(A run of listings)

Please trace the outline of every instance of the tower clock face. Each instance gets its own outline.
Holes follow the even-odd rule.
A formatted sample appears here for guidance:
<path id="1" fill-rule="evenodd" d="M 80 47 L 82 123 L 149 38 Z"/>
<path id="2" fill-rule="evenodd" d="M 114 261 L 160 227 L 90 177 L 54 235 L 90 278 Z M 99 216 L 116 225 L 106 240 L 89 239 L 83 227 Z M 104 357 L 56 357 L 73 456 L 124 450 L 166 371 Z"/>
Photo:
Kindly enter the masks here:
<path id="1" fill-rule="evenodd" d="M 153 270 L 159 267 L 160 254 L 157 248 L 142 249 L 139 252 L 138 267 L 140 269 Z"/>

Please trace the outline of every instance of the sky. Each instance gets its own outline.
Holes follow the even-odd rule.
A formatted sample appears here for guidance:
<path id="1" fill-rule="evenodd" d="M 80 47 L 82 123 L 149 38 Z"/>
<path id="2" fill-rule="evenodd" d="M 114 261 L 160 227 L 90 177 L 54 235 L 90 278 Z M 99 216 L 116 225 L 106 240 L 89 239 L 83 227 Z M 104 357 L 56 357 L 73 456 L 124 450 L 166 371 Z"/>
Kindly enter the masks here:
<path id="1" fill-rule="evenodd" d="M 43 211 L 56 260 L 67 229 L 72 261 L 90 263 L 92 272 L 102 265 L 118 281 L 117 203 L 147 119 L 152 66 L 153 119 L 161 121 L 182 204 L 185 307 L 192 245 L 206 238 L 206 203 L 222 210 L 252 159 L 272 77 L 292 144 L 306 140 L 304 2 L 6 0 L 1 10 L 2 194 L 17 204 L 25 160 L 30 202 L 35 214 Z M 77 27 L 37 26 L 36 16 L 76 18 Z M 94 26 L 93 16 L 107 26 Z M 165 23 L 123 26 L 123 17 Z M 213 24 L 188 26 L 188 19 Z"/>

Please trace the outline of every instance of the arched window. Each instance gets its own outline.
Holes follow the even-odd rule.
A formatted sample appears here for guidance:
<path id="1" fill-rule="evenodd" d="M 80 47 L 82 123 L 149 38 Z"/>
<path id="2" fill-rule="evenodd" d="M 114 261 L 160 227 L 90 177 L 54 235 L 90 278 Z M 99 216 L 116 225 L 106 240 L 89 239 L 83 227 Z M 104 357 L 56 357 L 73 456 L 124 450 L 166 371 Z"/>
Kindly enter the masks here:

**Set task**
Copy out every line of the listing above again, changing nothing.

**Result for this task**
Please trace the outline of every instance of the tower clock face. Each instance gets its own outline.
Holes follow the even-odd rule.
A formatted sample appears here for guidance:
<path id="1" fill-rule="evenodd" d="M 80 47 L 82 123 L 149 38 Z"/>
<path id="2" fill-rule="evenodd" d="M 114 261 L 160 227 L 90 177 L 54 235 L 90 278 Z M 99 216 L 116 225 L 106 240 L 89 239 L 83 227 Z M 104 357 L 56 357 L 73 456 L 124 450 L 166 371 Z"/>
Photo:
Kindly enter the masks here:
<path id="1" fill-rule="evenodd" d="M 153 270 L 159 267 L 160 254 L 157 248 L 142 249 L 139 252 L 138 267 L 140 269 Z"/>

Please trace the outline of every instance of the sky. Each instance gets its own outline.
Holes follow the even-odd rule.
A formatted sample appears here for guidance:
<path id="1" fill-rule="evenodd" d="M 80 47 L 82 123 L 149 38 Z"/>
<path id="2" fill-rule="evenodd" d="M 114 261 L 160 227 L 90 177 L 54 235 L 90 278 Z M 99 216 L 116 225 L 106 240 L 89 239 L 83 227 Z M 104 357 L 56 357 L 73 456 L 124 450 L 166 371 Z"/>
Kindly enter the masks here:
<path id="1" fill-rule="evenodd" d="M 43 211 L 56 260 L 67 229 L 72 261 L 90 263 L 92 272 L 102 265 L 118 281 L 117 203 L 147 119 L 152 66 L 153 119 L 161 121 L 182 204 L 185 307 L 192 245 L 206 238 L 206 203 L 222 210 L 252 159 L 272 77 L 292 144 L 306 140 L 304 2 L 6 0 L 1 10 L 2 194 L 17 204 L 25 160 L 30 202 L 35 214 Z M 77 27 L 37 26 L 36 16 L 76 18 Z M 94 26 L 93 16 L 107 26 Z M 165 23 L 123 26 L 123 17 Z M 213 24 L 188 26 L 188 19 Z"/>

Please trace the outline of every instance of the arched window. Each instance gets its own outline.
Holes follow the even-odd rule.
A formatted sample appears here for guidance:
<path id="1" fill-rule="evenodd" d="M 80 47 L 82 123 L 149 38 Z"/>
<path id="2" fill-rule="evenodd" d="M 114 261 L 160 227 L 90 177 L 54 235 L 90 278 Z M 99 216 L 116 225 L 106 240 L 89 239 L 83 227 Z M 104 357 L 56 357 L 73 456 L 124 450 L 166 371 Z"/>
Kindly enter the masks here:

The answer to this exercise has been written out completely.